Эпоха нервозности. Германия от Бисмарка до Гитлера - страница 73



Казалось бы, истерию с ее тысячелетней историей невозможно увязать с цивилизацией Нового времени. И все же в 1890 году Макс Нордау верил в «чудовищный подъем истерии в наши дни», и многие были с ним согласны. К судорогам – исходному признаку истерии – в XIX веке добавились явления паралича. Если исходить из такой симптоматики, то в XIX веке и начале XX намечается заметная кривая роста и снижения, указывающая на историчность этой болезни. Эдвард Шортер полагает, что истерия приобрела свою драматическую театральность в эпоху, когда на общество можно было произвести впечатление только так и никак иначе; а затем, когда надобность в резкой демонстрации телесных функциональных расстройств исчезла, потому что авторитет в обществе приобрели чисто психические расстройства, она утратила свою драматичность. Однако карьера неврастении доказывает, что и во времена grande Hysterie на общество можно было произвести впечатление менее яркими психосоматическими расстройствами. Если истерия и производила впечатление драматической постановки, то все же не была одним лишь театром (см. примеч. 79).

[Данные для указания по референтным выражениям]
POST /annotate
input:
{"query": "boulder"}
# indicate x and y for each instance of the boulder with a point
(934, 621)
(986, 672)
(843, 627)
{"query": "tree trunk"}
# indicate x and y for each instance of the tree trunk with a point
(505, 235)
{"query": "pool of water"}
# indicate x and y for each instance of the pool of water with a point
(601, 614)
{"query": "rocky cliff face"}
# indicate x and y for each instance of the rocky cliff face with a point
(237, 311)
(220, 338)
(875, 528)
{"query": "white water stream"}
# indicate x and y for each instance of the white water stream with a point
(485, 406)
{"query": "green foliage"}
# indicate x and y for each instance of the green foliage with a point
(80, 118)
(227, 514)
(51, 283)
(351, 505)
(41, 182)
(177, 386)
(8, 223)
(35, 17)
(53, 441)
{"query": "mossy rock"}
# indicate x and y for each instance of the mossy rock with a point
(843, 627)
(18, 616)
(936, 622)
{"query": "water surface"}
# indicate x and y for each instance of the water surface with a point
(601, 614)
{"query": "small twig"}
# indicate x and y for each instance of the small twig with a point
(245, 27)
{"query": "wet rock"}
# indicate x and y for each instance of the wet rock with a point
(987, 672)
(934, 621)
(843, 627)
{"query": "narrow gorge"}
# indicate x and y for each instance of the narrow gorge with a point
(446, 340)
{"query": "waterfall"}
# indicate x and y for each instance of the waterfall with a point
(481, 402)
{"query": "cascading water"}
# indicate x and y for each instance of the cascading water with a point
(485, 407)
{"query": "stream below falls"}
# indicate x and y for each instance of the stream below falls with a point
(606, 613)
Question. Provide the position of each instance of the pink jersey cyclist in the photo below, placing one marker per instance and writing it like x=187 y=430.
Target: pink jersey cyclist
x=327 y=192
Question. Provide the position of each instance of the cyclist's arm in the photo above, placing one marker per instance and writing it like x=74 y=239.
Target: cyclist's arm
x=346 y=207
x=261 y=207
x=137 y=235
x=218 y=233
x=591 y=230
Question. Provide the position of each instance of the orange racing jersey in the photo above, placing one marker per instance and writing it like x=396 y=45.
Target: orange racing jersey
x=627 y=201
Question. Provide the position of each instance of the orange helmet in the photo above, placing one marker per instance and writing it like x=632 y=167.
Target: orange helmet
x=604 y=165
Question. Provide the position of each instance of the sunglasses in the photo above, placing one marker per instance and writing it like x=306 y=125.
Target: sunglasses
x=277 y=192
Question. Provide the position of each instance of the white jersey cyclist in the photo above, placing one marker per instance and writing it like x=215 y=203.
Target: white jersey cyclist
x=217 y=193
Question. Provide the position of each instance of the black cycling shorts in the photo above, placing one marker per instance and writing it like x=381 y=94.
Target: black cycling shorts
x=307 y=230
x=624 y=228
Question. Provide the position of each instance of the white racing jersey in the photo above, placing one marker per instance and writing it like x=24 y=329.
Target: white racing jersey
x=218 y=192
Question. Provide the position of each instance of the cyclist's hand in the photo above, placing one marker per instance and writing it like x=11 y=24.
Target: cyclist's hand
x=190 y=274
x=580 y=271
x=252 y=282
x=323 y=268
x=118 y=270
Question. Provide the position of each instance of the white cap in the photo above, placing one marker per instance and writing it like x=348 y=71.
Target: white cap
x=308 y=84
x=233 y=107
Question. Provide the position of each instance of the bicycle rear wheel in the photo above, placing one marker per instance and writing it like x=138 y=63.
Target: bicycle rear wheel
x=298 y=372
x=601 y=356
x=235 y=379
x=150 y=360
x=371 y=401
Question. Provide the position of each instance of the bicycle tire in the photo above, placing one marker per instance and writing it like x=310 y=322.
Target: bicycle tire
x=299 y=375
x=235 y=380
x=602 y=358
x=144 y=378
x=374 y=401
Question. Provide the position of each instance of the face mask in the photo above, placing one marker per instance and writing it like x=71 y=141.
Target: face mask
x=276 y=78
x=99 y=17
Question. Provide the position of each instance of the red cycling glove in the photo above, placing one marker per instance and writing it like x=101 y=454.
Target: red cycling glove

> [Задание]:
Подхватите отрывок об истерии и неврастении и продолжите его со следующей фразы после последней.

> [Ответ на задание]:
При изучении истерии связь с историей пола и историей женщины заметна сразу, хотя половая специфика истерии вызывала сомнения еще до XIX века. Столь же отчетливы женоненавистнические подтексты – настолько сильные, что и в начале XX века они болезненно задевали некоторых медиков. Учитывая близкое соседство неврастении с истерией, было бы логично предполагать интерес к неврастении в контексте истории пола. На первый взгляд его не видно, в литературе по нервозности и неврастении вопрос о «мужском» и «женском» характере неврастении серьезно не обсуждается. Если исходить только из этих трудов, то можно вообще забыть вопрос об отношении к полу. Хоть в них и содержится довольно пассажей о мужских и женских качествах, но они не являются центральным пунктом и не обладают теоретической широтой.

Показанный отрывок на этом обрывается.